> [GIVEN DATA]:
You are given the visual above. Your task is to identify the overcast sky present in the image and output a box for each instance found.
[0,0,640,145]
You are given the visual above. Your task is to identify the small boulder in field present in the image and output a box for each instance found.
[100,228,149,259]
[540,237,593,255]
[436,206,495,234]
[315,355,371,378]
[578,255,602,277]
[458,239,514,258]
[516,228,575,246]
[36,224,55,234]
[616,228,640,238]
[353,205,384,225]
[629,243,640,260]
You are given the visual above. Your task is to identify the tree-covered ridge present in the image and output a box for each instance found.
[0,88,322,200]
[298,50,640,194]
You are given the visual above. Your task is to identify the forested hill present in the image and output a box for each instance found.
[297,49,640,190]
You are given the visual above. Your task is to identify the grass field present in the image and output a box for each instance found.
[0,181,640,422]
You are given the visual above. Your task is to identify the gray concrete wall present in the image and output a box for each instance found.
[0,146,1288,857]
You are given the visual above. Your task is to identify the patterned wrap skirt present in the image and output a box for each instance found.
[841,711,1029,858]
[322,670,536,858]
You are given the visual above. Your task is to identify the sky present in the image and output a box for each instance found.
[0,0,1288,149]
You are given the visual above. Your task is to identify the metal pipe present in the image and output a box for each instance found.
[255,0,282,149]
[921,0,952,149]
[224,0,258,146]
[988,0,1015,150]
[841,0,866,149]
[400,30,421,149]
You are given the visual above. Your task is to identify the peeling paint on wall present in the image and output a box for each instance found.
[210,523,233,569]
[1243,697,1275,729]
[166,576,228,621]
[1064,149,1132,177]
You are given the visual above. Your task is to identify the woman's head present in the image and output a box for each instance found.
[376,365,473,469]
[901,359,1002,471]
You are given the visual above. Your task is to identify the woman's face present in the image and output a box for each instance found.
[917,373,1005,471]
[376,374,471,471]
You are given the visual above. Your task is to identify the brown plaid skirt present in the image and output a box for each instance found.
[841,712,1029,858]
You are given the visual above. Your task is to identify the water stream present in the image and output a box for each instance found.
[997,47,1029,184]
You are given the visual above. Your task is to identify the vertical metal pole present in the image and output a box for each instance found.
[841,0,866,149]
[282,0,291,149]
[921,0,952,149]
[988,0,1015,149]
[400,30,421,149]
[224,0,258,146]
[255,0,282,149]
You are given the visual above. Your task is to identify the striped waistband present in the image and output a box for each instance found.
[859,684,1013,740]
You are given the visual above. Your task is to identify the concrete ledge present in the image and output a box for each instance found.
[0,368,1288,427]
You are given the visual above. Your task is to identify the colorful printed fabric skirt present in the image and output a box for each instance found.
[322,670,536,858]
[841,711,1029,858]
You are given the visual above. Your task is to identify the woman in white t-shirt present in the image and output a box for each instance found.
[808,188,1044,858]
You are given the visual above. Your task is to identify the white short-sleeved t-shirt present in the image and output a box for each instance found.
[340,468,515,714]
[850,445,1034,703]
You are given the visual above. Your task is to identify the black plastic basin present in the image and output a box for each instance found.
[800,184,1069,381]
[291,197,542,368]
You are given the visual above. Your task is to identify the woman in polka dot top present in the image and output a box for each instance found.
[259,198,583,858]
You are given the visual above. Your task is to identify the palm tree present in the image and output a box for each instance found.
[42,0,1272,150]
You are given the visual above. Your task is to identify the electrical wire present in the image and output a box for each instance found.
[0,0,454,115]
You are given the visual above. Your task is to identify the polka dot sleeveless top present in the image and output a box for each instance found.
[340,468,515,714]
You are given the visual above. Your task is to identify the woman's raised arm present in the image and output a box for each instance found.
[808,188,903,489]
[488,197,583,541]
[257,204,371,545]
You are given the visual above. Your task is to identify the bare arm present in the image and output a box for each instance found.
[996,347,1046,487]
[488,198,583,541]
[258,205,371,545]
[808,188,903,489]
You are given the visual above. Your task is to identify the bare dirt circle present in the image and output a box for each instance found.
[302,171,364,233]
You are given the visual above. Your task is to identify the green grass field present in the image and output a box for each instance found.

> [WHAT THE TASK ASKS]: Arrange every line of the listing above as a Markdown table with two columns, No. and Line, numbering the rows in order and leaving out any blank lines.

> [SOLUTION TO THIS PROBLEM]:
| No. | Line |
|---|---|
| 1 | You are given the visual above. Your task is to identify the overcast sky present in the image and output a box for each instance found. |
| 2 | [0,0,640,145] |
| 3 | You are given the visual above. Your task is to identify the small boulder in field present in the image and output a box for each instance found. |
| 4 | [100,228,149,259] |
| 5 | [540,237,593,255] |
| 6 | [436,206,495,234] |
| 7 | [315,355,371,378] |
| 8 | [578,255,602,277] |
| 9 | [458,239,514,258] |
| 10 | [516,228,575,246] |
| 11 | [36,224,55,234] |
| 12 | [616,228,640,238] |
| 13 | [353,205,384,225] |
| 14 | [629,243,640,260] |
| 15 | You are given the visual above. Your task is to identify the tree-covered ridge present in the image and output a box for each instance found. |
| 16 | [0,88,322,200] |
| 17 | [298,50,640,194] |
| 18 | You are given the visual above. Your task is to identify the forested hill present in the image and output a box for each instance found. |
| 19 | [297,49,640,190] |
| 20 | You are given the visual above. Your task is to identify the grass field present in the image and output a box for each instance found. |
| 21 | [0,181,640,422] |
| 22 | You are given the visual above. Your task is to identify the gray concrete wall present in the image and output a box for each instance found. |
| 23 | [0,146,1288,857] |
| 24 | You are given the visual above. Your task is to identify the patterned wrap skirt present in the image and output a box for each instance found. |
| 25 | [841,711,1029,858] |
| 26 | [322,670,536,858] |
| 27 | You are given the visual above. Your task is to identify the sky present in the image and output a box for each instance found. |
| 28 | [0,0,1288,149] |
| 29 | You are given the visual above. Your task is to identify the metal pipe present in the image and output a box for each instance found. |
| 30 | [255,0,282,149] |
| 31 | [921,0,952,149] |
| 32 | [224,0,258,146] |
| 33 | [988,0,1015,150] |
| 34 | [841,0,866,149] |
| 35 | [400,30,421,149] |
| 36 | You are given the visual above. Your task is to identify the peeling paint on wall present in the image and output a box for each instance found. |
| 37 | [210,523,233,569] |
| 38 | [1243,697,1275,729] |
| 39 | [166,576,228,621] |
| 40 | [1064,149,1132,177] |
| 41 | You are given the visual above. Your task is to identify the woman's head present in the image and output a box for each instance found. |
| 42 | [376,365,473,469] |
| 43 | [901,359,1002,471] |
| 44 | You are given the visual above. Your task is to identify the woman's face present in the image and output a box for each instance found. |
| 45 | [917,373,1005,471] |
| 46 | [376,374,471,471] |
| 47 | You are given the visual above. Your task is to identify the brown plaid skirt present in the image and output a box for each instance found. |
| 48 | [841,712,1029,858] |
| 49 | You are given the visual above. Your task is to identify the water stream present in the image and output a box for each instance found. |
| 50 | [997,47,1029,184] |
| 51 | You are given the visual above. Your task is to identify the vertical metal pole present in the image and output a box for each instance found. |
| 52 | [841,0,866,149] |
| 53 | [282,0,291,149] |
| 54 | [921,0,952,149] |
| 55 | [988,0,1015,149] |
| 56 | [400,30,421,149] |
| 57 | [224,0,258,146] |
| 58 | [255,0,282,149] |
| 59 | You are given the visual above. Your task is to identify the striped waistband present in the image and output a box for each instance found. |
| 60 | [859,684,1013,740] |
| 61 | You are given the visual above. Your task is to identify the concrete ledge present in the image and output a box for each instance found. |
| 62 | [0,368,1288,427] |
| 63 | You are given the visual above. Your task is to identify the colorful printed fabric skirt present in the image and output a box for each instance found. |
| 64 | [322,670,536,858] |
| 65 | [841,711,1029,858] |
| 66 | You are given the visual above. Your task is to identify the woman in white t-shirt present in the image and output a box for each instance found. |
| 67 | [808,188,1044,858] |
| 68 | You are given the visual above. Your task is to identify the white short-sleeved t-shirt present in the image and output a box for each instance found. |
| 69 | [340,468,515,714] |
| 70 | [850,445,1034,703] |
| 71 | You are given the visual above. Your task is to identify the black plastic basin present in the image and output a box for each instance found. |
| 72 | [800,184,1069,381] |
| 73 | [291,197,542,368] |
| 74 | You are given the visual above. Your task is to identify the woman in polka dot top present in the image and output a box for each instance found. |
| 75 | [259,198,583,858] |
| 76 | You are given the visual above. Your task is to identify the palm tree present in the image and output a box for each instance found. |
| 77 | [42,0,1272,150] |
| 78 | You are given the visual above. Your task is to identify the electrical wire present in the image and output a box for each instance found. |
| 79 | [0,0,454,115] |
| 80 | You are given the visual above. Your task is to identify the polka dot sleeveless top present in the image and output a box for each instance found. |
| 81 | [340,468,515,714] |
| 82 | You are given the visual above. Your task is to identify the woman's raised arm present in the image and output a box for each instance found. |
| 83 | [808,188,903,489] |
| 84 | [488,197,583,541] |
| 85 | [257,204,371,545] |
| 86 | You are given the visual above. Your task is to identify the bare arm present in the image and output a box for each instance found. |
| 87 | [996,347,1046,487] |
| 88 | [488,198,583,541] |
| 89 | [258,205,371,545] |
| 90 | [808,188,903,489] |
| 91 | You are given the visual above. Your task is to identify the bare dirt circle present in the image and output a box for each instance found. |
| 92 | [302,171,364,233] |
| 93 | You are given the visual above. Your task is to identify the green grass field present in the image and output a box for each instance found. |